WHAT IS ASKED: Reproduce the entries below with "marker" swapped for "dot" and every other part left as it is. Omit the pictures from your answer.

━━━━━ DATA SHOWN

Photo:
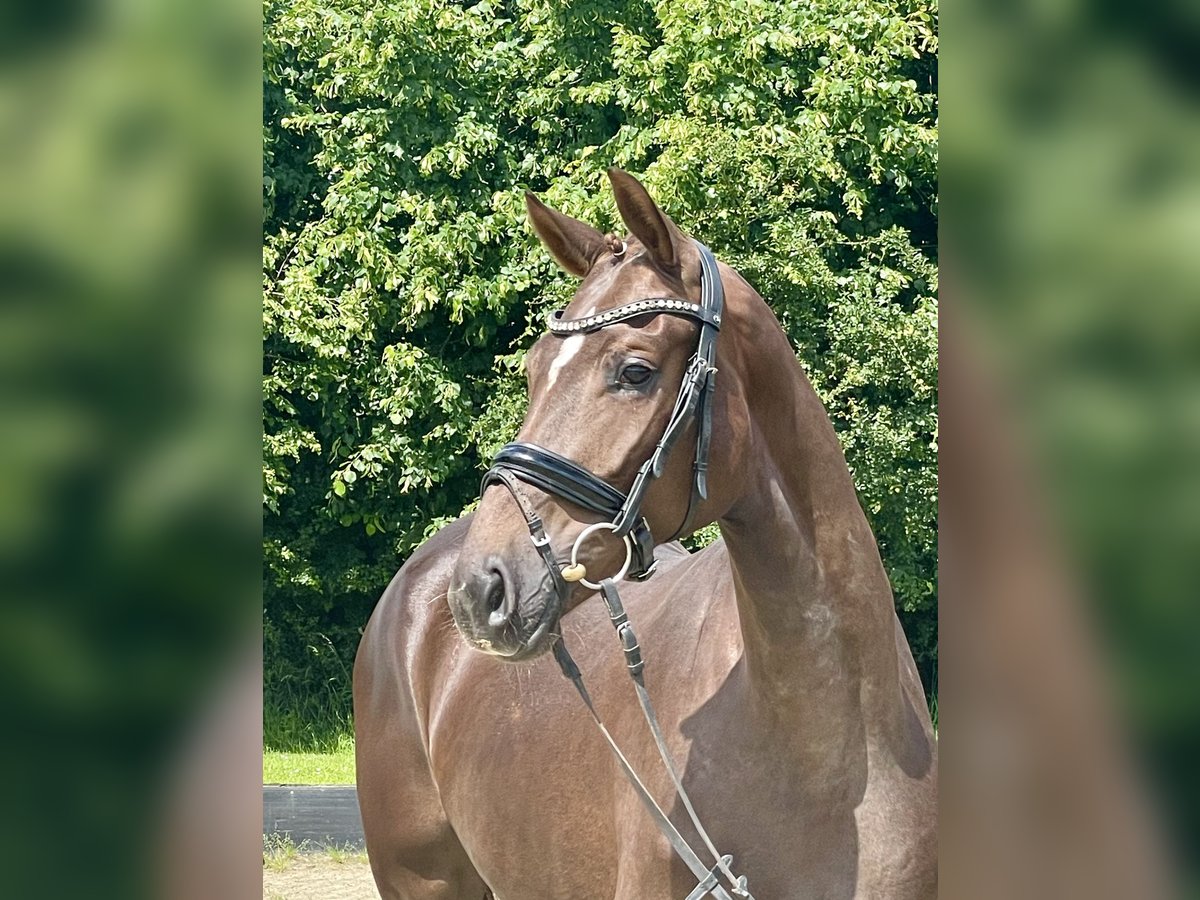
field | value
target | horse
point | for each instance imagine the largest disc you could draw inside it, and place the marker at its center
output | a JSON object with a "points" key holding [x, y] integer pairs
{"points": [[785, 688]]}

━━━━━━━━━━

SOLUTION TO THIS EXERCISE:
Photo:
field | value
target | horse
point | for each instance imagine the largest disc you could draw inside it, and place the dot at its center
output | a JSON object with a "points" key holding [x, y] integer pairs
{"points": [[785, 688]]}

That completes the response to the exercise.